▶ _Text passage_:
--
So what would we conclude if we held democracy to analogous standards?  Do democracies use everything we know?  Do they constantly strive to learn more?  Do they at least avoid acting on sheer superstition?  I say the answer is no across the board.  When we actually measure voters' policy-relevant beliefs against reasonable proxies for the Truth, voters do poorly.  Democracy's defenders often insist that these errors will harmlessly balance out, but the facts of the matter is that voter errors are usually systematic.  Voters err alike. 

What "reasonable proxies for the Truth" do voters fare poorly against?  They fail against objective statistics.  For example, American voters vastly overestimate the share of the budget that goes to foreign aid and welfare, and vastly underestimate the share that goes to Social Security and health.  They fail against better-informed voters.  Voters who score higher on tests of objective political knowledge favor very different policies than otherwise identical voters who score poorly.  And they fail against expert consensus - even after you adjust for possible biases in the experts' judgments.
--
▶ _Collected material_:
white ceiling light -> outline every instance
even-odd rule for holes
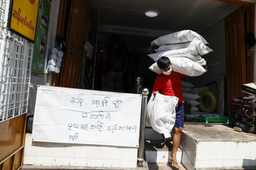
--
▶ _The tasks_:
A: In the passage on voters' beliefs, which share of the budget do American voters vastly underestimate?
B: Do these statements agree with the passage on voters' beliefs? Answer yes or no for each and quote the words that decide it. (i) Defenders of democracy often claim that voter errors balance out without harm. (ii) Voter errors are mostly random. (iii) Voters with higher scores on tests of objective political knowledge favor the same policies as otherwise identical voters with low scores.

▶ _Solution set_:
A: The share that goes to Social Security and health.

B:
(i) Yes: "Democracy's defenders often insist that these errors will harmlessly balance out"
(ii) No: "voter errors are usually systematic"
(iii) No: "favor very different policies than otherwise identical voters who score poorly"